- [TASK GOAL] Return the lines of the records below unchanged, from the first line through the line containing "positive clicks: (167, 120)", both included.

- [DATASET ENTRIES]
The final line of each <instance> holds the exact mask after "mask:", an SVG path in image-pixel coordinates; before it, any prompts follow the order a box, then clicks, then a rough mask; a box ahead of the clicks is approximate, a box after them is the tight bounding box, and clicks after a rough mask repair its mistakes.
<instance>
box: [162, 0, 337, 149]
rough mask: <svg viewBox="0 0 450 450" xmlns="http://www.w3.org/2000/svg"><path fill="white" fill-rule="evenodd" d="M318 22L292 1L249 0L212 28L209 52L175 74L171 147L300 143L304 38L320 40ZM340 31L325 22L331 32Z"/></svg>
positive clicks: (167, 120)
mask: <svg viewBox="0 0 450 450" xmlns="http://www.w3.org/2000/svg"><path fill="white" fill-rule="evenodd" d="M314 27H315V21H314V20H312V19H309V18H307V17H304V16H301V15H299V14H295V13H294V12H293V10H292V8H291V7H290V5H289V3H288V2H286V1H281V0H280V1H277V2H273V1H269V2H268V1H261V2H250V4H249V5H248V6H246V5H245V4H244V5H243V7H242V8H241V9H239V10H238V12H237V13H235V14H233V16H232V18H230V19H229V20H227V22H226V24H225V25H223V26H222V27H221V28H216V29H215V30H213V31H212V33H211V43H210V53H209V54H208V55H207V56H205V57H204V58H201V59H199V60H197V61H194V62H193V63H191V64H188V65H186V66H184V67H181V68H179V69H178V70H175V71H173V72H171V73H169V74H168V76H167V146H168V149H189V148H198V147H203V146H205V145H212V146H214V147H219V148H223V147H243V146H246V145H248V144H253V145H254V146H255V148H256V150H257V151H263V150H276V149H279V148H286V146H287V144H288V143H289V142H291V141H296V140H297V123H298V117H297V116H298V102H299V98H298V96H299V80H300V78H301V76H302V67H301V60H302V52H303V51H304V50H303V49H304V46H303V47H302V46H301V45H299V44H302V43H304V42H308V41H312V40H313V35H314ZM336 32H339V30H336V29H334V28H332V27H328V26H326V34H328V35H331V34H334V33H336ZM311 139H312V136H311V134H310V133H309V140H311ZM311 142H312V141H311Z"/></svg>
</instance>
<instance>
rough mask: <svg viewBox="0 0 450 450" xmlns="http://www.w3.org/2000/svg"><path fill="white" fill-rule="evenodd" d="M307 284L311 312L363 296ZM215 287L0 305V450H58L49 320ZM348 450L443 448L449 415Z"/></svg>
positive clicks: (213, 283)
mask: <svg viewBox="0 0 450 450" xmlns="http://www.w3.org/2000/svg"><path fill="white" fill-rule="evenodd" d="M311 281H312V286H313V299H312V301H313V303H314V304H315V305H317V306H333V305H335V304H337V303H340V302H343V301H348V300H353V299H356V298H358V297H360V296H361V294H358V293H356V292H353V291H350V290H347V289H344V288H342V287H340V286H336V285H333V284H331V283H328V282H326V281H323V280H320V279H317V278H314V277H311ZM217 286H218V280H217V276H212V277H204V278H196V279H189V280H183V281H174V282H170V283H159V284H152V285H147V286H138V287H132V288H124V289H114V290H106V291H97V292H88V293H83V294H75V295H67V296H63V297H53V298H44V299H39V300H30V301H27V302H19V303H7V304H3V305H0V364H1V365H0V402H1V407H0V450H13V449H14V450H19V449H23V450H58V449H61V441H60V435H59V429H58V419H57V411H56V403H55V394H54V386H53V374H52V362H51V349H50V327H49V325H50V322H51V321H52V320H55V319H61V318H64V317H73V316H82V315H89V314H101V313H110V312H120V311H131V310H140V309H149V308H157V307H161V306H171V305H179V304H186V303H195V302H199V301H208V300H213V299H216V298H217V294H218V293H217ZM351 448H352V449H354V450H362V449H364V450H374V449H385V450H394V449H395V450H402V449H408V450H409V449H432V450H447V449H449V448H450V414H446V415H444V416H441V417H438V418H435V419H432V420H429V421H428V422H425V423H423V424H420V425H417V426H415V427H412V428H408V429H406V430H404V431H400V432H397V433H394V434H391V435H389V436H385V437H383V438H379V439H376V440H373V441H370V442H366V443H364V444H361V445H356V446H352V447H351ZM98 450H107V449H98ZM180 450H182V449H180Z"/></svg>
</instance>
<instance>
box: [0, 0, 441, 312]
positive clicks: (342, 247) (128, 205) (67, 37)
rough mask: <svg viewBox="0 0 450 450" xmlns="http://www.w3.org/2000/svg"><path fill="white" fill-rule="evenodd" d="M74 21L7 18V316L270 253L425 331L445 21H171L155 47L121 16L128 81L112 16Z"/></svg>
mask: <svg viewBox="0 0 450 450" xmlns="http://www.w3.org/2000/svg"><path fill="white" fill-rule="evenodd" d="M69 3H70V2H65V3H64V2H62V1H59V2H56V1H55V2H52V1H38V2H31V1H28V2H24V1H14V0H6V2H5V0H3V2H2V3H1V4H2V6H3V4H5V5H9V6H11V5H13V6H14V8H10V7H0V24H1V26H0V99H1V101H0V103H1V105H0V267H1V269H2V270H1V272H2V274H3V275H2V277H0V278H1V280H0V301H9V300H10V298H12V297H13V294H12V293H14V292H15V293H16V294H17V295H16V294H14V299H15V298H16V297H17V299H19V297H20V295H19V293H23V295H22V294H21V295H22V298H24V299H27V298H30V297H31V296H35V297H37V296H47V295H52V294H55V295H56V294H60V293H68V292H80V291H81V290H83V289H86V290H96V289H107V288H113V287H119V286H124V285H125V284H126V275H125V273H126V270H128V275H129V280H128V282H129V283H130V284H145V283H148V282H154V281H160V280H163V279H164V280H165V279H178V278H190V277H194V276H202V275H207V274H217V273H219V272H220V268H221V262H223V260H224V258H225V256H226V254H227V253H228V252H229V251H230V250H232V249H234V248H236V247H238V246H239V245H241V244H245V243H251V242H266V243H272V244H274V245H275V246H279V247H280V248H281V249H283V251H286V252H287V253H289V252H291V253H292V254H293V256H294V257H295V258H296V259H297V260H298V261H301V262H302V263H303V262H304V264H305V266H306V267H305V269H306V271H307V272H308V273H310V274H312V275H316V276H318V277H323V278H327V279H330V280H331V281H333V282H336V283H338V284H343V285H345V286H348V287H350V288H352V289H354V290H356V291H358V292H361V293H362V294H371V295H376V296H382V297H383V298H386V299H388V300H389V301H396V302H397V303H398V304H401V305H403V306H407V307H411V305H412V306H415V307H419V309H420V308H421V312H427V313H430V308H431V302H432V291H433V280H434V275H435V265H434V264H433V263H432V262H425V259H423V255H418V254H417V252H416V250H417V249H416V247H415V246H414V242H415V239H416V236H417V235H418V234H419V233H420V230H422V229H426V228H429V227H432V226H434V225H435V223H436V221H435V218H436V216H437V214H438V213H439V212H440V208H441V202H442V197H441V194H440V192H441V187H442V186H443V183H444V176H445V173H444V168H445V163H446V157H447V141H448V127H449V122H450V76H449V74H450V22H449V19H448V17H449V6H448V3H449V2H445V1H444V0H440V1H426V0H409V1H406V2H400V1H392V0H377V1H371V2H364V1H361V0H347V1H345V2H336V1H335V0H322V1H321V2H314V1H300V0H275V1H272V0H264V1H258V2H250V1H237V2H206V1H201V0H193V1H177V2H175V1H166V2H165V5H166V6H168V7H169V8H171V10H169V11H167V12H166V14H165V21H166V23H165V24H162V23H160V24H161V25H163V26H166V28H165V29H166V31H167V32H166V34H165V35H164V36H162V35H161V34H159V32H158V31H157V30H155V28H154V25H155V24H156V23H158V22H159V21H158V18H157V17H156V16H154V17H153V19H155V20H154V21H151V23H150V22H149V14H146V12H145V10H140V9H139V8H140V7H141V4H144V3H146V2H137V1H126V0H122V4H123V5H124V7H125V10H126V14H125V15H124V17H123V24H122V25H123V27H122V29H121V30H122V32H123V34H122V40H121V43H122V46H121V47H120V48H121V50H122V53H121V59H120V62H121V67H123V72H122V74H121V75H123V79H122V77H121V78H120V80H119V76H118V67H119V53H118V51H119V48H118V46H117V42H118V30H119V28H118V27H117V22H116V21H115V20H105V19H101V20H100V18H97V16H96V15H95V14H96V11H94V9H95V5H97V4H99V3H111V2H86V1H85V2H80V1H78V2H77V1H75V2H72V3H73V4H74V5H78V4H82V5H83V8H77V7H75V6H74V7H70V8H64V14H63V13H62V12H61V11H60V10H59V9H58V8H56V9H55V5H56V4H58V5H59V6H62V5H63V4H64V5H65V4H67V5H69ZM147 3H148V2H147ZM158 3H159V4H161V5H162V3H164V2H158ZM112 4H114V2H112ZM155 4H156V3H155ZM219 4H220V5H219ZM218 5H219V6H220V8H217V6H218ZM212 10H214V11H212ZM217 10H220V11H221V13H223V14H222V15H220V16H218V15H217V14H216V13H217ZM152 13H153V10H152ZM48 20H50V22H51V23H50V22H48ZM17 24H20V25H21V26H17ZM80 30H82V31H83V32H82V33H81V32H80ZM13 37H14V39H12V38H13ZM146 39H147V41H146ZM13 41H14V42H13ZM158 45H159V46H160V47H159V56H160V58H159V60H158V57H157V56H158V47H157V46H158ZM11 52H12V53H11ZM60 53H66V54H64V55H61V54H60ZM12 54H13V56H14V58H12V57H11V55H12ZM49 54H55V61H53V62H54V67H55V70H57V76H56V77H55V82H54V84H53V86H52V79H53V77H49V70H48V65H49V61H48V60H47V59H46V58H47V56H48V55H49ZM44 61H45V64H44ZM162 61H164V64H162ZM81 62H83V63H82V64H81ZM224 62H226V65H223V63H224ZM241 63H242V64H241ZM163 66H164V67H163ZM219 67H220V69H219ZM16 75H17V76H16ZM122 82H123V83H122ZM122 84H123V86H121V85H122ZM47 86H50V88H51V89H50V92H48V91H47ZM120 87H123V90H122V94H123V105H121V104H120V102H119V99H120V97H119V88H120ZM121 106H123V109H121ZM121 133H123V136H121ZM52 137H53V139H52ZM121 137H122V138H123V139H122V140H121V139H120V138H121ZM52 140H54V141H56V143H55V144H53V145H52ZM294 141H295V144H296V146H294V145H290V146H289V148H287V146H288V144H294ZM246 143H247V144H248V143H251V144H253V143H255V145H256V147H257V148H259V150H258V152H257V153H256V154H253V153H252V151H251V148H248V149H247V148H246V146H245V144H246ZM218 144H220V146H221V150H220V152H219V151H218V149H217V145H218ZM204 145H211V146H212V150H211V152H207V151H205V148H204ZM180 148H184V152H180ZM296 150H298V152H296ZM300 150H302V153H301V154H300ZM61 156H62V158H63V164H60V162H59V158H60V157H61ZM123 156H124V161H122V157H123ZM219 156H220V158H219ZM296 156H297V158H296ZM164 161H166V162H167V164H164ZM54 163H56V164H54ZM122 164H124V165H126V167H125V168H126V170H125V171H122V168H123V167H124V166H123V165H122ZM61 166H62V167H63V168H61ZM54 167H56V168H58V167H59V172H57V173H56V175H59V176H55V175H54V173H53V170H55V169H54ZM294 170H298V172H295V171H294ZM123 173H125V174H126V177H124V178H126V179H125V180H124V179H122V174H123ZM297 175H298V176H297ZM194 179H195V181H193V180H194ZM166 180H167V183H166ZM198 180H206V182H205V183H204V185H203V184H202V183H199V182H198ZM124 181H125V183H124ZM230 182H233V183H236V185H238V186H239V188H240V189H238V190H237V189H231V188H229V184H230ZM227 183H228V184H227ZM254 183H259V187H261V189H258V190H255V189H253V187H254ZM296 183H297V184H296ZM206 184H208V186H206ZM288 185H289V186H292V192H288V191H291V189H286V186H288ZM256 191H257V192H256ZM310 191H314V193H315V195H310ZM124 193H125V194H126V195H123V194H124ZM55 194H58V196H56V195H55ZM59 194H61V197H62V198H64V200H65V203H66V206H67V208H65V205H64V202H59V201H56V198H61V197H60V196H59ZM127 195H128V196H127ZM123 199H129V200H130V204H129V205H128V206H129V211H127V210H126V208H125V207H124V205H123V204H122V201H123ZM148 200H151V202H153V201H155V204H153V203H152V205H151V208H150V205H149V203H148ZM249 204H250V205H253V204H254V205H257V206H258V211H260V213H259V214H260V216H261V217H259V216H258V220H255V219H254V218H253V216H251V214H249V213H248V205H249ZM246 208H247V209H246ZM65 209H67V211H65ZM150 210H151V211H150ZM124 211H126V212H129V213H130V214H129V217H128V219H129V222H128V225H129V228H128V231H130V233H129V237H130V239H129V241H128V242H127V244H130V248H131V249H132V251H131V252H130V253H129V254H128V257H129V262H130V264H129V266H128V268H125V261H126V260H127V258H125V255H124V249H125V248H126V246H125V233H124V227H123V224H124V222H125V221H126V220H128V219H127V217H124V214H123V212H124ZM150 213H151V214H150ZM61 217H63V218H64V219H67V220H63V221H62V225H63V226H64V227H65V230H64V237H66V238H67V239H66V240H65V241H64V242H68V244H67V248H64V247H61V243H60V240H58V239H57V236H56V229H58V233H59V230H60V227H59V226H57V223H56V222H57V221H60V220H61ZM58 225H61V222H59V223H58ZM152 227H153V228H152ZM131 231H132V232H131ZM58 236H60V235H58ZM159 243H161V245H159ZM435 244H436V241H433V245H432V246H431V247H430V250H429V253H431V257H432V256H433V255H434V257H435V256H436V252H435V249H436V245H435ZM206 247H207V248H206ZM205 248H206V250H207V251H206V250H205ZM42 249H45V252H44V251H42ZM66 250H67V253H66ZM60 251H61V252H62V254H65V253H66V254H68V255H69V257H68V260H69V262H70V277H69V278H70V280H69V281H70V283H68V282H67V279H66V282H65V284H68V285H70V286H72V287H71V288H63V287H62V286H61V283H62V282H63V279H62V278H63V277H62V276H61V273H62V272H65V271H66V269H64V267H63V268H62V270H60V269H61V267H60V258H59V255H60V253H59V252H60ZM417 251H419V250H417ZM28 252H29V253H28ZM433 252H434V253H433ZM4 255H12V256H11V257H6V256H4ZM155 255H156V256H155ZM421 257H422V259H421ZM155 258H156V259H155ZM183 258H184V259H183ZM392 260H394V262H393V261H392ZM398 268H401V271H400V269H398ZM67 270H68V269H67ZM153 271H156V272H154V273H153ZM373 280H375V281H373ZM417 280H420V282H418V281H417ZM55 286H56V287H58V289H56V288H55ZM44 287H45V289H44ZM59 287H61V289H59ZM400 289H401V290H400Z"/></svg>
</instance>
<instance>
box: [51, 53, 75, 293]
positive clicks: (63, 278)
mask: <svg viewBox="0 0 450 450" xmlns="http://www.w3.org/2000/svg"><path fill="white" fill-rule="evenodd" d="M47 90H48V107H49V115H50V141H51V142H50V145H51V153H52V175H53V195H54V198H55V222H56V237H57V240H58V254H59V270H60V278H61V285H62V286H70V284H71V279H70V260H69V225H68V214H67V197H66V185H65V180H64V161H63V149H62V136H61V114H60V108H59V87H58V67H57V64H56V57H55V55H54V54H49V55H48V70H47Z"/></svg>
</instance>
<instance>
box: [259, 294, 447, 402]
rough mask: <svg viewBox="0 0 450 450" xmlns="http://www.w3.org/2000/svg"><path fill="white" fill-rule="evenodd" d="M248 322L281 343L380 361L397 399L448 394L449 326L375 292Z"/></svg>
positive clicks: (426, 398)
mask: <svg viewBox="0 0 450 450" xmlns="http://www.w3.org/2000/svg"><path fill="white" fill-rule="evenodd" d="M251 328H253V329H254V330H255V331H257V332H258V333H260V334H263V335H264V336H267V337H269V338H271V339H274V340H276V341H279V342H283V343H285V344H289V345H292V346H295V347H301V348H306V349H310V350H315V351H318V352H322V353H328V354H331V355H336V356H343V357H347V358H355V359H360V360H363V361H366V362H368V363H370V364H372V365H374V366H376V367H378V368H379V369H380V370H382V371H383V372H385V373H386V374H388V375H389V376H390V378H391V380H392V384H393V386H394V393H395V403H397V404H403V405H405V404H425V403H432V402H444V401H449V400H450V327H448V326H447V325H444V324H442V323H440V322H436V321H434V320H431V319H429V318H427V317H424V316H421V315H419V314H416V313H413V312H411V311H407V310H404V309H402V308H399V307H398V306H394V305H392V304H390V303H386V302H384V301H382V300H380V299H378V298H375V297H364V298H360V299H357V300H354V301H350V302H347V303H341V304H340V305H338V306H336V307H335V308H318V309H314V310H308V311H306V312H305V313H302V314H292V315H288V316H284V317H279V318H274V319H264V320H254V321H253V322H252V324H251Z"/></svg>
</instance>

- [WRITTEN REPLY]
The final line of each <instance> holds the exact mask after "mask:", an SVG path in image-pixel coordinates; before it, any prompts follow the order a box, then clicks, then a rough mask; a box ahead of the clicks is approximate, a box after them is the tight bounding box, and clicks after a rough mask repair its mistakes.
<instance>
box: [162, 0, 337, 149]
rough mask: <svg viewBox="0 0 450 450" xmlns="http://www.w3.org/2000/svg"><path fill="white" fill-rule="evenodd" d="M318 22L292 1L249 0L212 28L209 52L175 74L171 147L300 143L304 38L320 40ZM340 31L325 22L331 32Z"/></svg>
positive clicks: (167, 120)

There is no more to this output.